**Compiti da svolgere**
(a) Traduci in inglese la seguente frase dell'articolo sulla lottizzazione abusiva a Torrazza: "Ha tentato di spacciare degli alberghi per opifici per il trattamento di prodotti caseari."
(b) Prosegui l'articolo sulla lottizzazione abusiva a Torrazza a partire dall'ultima frase riportata.
─── Testo fornito ───
Quantcast
×
 
 
12/10/2018 06:00:00

"Camuffò la lottizzazione abusiva a Torrazza". Perchè è stato condannato Michele Licata

Ha tentato di camuffare il progetto di costruire un mega resort con tanto di campo da golf e lido in una zona protetta. Ha tentato di spacciare degli alberghi per opifici per il trattamento di prodotti caseari. Se ne è infischiato delle norme urbanistiche che regolamentano le zone protette. Migliaia di file scoperti nei pc degli architetti di fiducia sono stati fondamentali per smascherare ciò che stava realizzando illegalmente Michele Licata a Petrosino, nella zona di Torrazza.

C'è scritto questo e altro nelle motivazioni della sentenza con cui l'ex re della ristorazione e del turismo a Marsala è stato condannato a due anni e mezzo di reclusione e al pagamento di diverse migliaia di euro di danni per la lottizzazione abusiva a Torrazza.
─── Elenco righe ───
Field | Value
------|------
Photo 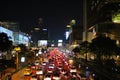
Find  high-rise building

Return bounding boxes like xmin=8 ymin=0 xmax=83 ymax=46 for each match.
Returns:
xmin=87 ymin=0 xmax=120 ymax=42
xmin=87 ymin=0 xmax=120 ymax=27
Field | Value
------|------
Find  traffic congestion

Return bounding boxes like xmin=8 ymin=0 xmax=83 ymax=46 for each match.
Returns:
xmin=24 ymin=48 xmax=87 ymax=80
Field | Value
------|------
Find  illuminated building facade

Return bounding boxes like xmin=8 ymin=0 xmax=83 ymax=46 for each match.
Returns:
xmin=84 ymin=0 xmax=120 ymax=44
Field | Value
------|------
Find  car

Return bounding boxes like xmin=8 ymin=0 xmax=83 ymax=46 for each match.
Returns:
xmin=30 ymin=75 xmax=37 ymax=80
xmin=44 ymin=73 xmax=52 ymax=80
xmin=36 ymin=69 xmax=43 ymax=75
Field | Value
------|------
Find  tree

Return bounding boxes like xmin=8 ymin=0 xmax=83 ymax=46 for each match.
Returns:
xmin=0 ymin=33 xmax=12 ymax=52
xmin=90 ymin=35 xmax=118 ymax=60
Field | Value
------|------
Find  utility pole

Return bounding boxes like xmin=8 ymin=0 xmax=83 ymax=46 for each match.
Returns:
xmin=83 ymin=0 xmax=88 ymax=41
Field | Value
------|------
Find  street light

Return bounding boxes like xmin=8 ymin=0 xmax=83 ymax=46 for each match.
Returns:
xmin=14 ymin=47 xmax=21 ymax=69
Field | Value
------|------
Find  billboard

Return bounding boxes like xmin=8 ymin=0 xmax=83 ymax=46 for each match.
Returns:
xmin=0 ymin=26 xmax=14 ymax=42
xmin=38 ymin=40 xmax=48 ymax=46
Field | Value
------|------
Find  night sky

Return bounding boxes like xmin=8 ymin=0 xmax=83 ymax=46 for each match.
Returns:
xmin=0 ymin=0 xmax=83 ymax=39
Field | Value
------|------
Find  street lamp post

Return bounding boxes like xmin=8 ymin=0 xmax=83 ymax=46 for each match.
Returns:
xmin=14 ymin=47 xmax=21 ymax=69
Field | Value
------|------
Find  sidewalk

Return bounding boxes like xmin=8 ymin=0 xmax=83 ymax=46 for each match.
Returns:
xmin=0 ymin=68 xmax=16 ymax=80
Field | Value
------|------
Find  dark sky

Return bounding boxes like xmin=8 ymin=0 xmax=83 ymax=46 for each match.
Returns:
xmin=0 ymin=0 xmax=82 ymax=39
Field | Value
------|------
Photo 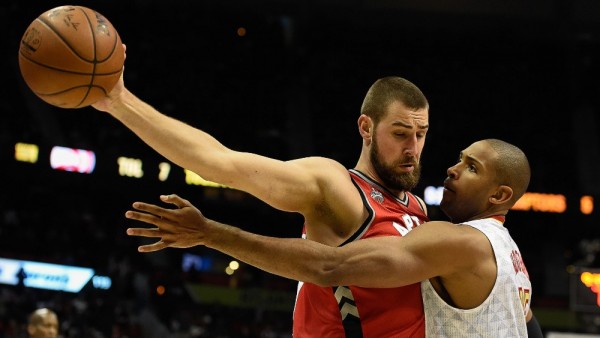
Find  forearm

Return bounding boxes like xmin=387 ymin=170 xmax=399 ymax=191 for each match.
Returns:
xmin=109 ymin=91 xmax=227 ymax=183
xmin=204 ymin=221 xmax=336 ymax=285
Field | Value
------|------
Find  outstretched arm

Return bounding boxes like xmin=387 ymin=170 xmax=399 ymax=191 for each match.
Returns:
xmin=126 ymin=195 xmax=468 ymax=287
xmin=92 ymin=47 xmax=348 ymax=212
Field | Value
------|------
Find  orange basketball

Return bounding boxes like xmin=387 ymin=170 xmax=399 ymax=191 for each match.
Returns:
xmin=19 ymin=6 xmax=125 ymax=108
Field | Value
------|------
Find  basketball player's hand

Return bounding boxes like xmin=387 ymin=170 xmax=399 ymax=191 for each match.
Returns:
xmin=125 ymin=194 xmax=211 ymax=252
xmin=92 ymin=44 xmax=127 ymax=112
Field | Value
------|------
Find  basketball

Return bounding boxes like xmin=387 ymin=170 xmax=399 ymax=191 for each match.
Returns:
xmin=19 ymin=6 xmax=125 ymax=108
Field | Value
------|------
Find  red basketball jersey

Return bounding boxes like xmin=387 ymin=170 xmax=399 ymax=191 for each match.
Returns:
xmin=293 ymin=169 xmax=428 ymax=338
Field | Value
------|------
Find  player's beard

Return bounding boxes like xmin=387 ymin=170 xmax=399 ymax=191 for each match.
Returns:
xmin=370 ymin=135 xmax=421 ymax=191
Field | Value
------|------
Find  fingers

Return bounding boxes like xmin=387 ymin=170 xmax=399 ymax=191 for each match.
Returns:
xmin=138 ymin=241 xmax=169 ymax=252
xmin=127 ymin=228 xmax=164 ymax=238
xmin=160 ymin=194 xmax=192 ymax=209
xmin=125 ymin=202 xmax=172 ymax=220
xmin=125 ymin=209 xmax=163 ymax=226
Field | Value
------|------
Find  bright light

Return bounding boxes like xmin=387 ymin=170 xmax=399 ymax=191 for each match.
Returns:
xmin=15 ymin=142 xmax=40 ymax=163
xmin=229 ymin=261 xmax=240 ymax=271
xmin=50 ymin=146 xmax=96 ymax=174
xmin=579 ymin=196 xmax=594 ymax=215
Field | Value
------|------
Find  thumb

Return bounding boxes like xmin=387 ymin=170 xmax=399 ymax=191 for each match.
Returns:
xmin=160 ymin=194 xmax=192 ymax=209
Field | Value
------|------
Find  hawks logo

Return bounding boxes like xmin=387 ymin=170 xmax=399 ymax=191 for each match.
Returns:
xmin=371 ymin=189 xmax=383 ymax=204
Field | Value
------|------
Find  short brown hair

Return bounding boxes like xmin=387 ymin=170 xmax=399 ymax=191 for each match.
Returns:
xmin=360 ymin=76 xmax=429 ymax=123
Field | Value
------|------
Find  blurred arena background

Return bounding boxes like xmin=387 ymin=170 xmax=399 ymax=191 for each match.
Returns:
xmin=0 ymin=0 xmax=600 ymax=338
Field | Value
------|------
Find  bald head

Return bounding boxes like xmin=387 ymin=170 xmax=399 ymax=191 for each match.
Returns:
xmin=27 ymin=308 xmax=58 ymax=338
xmin=483 ymin=139 xmax=531 ymax=204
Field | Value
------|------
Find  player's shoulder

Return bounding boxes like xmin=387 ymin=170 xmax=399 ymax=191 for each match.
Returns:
xmin=288 ymin=156 xmax=348 ymax=176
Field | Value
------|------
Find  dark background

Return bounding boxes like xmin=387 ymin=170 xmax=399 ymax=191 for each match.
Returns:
xmin=0 ymin=0 xmax=600 ymax=332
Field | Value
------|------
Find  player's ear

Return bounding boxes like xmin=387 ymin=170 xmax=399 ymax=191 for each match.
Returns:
xmin=358 ymin=114 xmax=373 ymax=142
xmin=489 ymin=185 xmax=513 ymax=204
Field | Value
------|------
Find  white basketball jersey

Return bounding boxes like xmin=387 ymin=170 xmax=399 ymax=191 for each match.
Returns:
xmin=421 ymin=217 xmax=531 ymax=338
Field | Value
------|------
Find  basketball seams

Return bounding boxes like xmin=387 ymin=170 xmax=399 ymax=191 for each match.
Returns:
xmin=36 ymin=16 xmax=93 ymax=63
xmin=75 ymin=6 xmax=98 ymax=106
xmin=19 ymin=6 xmax=124 ymax=108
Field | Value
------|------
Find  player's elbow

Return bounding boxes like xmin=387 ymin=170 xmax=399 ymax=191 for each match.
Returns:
xmin=306 ymin=256 xmax=344 ymax=287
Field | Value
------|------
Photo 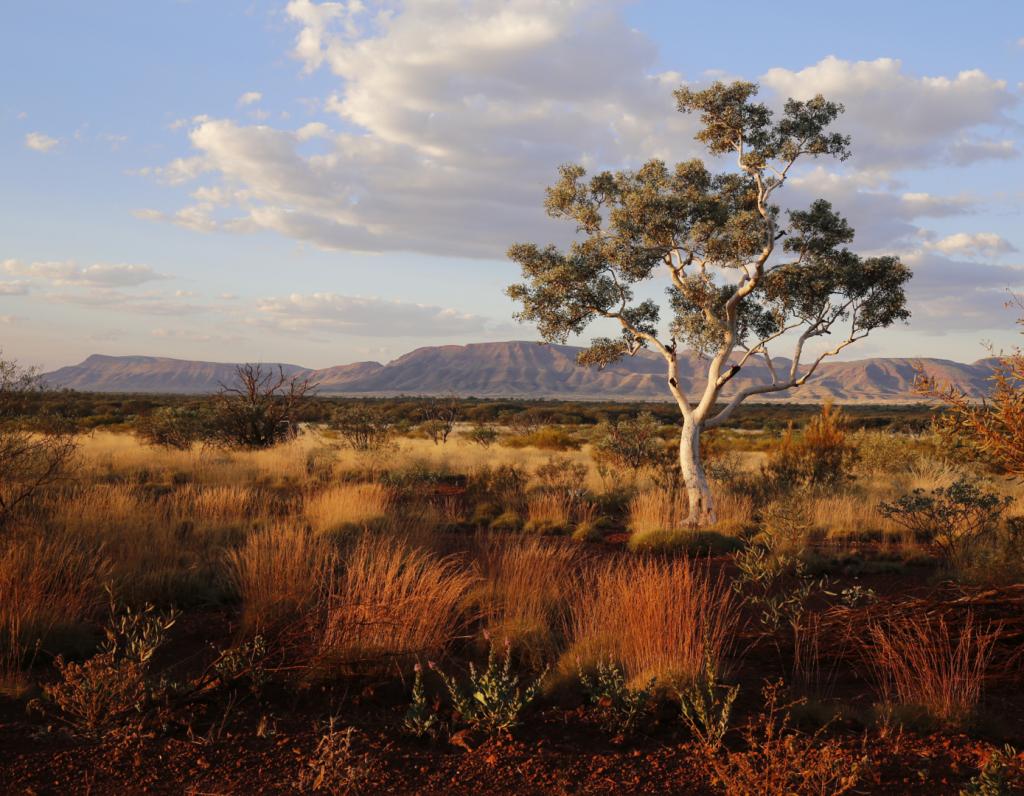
───
**Esiti dei compiti**
(a) He tried to pass off hotels as factories for processing dairy products.

(b)
Dopo questa sentenza sono stati rinviati a giudizio anche i tecnici di Licata. Alla sbarra, davanti al giudice monocratico Matteo Giacalone, sono finiti gli architetti Giovanni Giuseppe Cammarata, tecnico “storico” di Licata, Gianluigi Pirrera e Gian Piero Lentini, progettista dello stabilimento balneare, e il costruttore Giuseppe Sciacca. Il progetto è quello del resort con tanto di campo da golf e lido esclusivo che la Roof Garden di Licata stava realizzando furbescamente a Petrosino. Siamo in zona Torrazza, Margi Nespolilla, una area protetta, di altissima importanza ambientale. Una vicenda che abbiamo raccontato sin dall'inizio su Tp24.it, sin dal primo mattone sospetto.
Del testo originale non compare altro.